Study text Start Marker

People often recommend making your own meals at home if you want to lose weight. True enough, research showed that home-cooked meals are healthier, as they tend to contain less sugar and salt than processed food and fast food. In addition, people who eat home-cooked meals regularly are found to be happier, especially if they enjoy them with their families. Social connections formed over meals help cultivate a sense of belonging, which boosts mental health and reduces symptoms of depression.
But ironically, people who feel stressed or depressed often overeat to get a pick-me-up. They’d usually finish a whole tub of ice-cream, or order fast food meals to their heart’s content. When asked why they won’t cook instead, they may answer that they don’t have enough time and energy.
This turns out to have a scientific explanation after all; eating for emotional relief is found to be linked to depression, which may become a result of being overweight or obese.
Considering all of these, if you live in an area full of dining establishments nearby, will it make you more prone to weight problems and depression? Let’s find out what research reveals:
Who’s to Blame for Obesity?

Study text End Marker

* Task directions
Continue the article on home cooking, eating out, weight, and depression, writing the section that follows its last heading.

Input data Start Marker

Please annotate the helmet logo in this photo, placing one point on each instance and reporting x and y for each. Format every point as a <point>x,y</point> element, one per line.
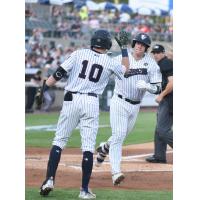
<point>143,37</point>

Input data End Marker

* Exercise response
The public tends to point their fingers at fastfood restaurants when asked who’s to blame for obesity. However, in a study conducted by two food economists, it was found that restaurants, groceries, farmers, and governments weren’t at fault for the rising number of obese individuals. Rather, it’s the individuals themselves who should be accountable for their own weight problems.
The researchers surveyed more than 800 people in the U.S., asking them to classify seven different entities (individuals, parents, restaurants, food manufacturers, farmers, gov’t policies, and groceries) as “primarily to blame”, “somewhat to blame”, or “not to blame” for obesity. 94% of 774 usable responses classified individuals as primarily or somewhat to blame, making it unexpectedly clear that many people don’t blame the food industry for the growing obesity problem.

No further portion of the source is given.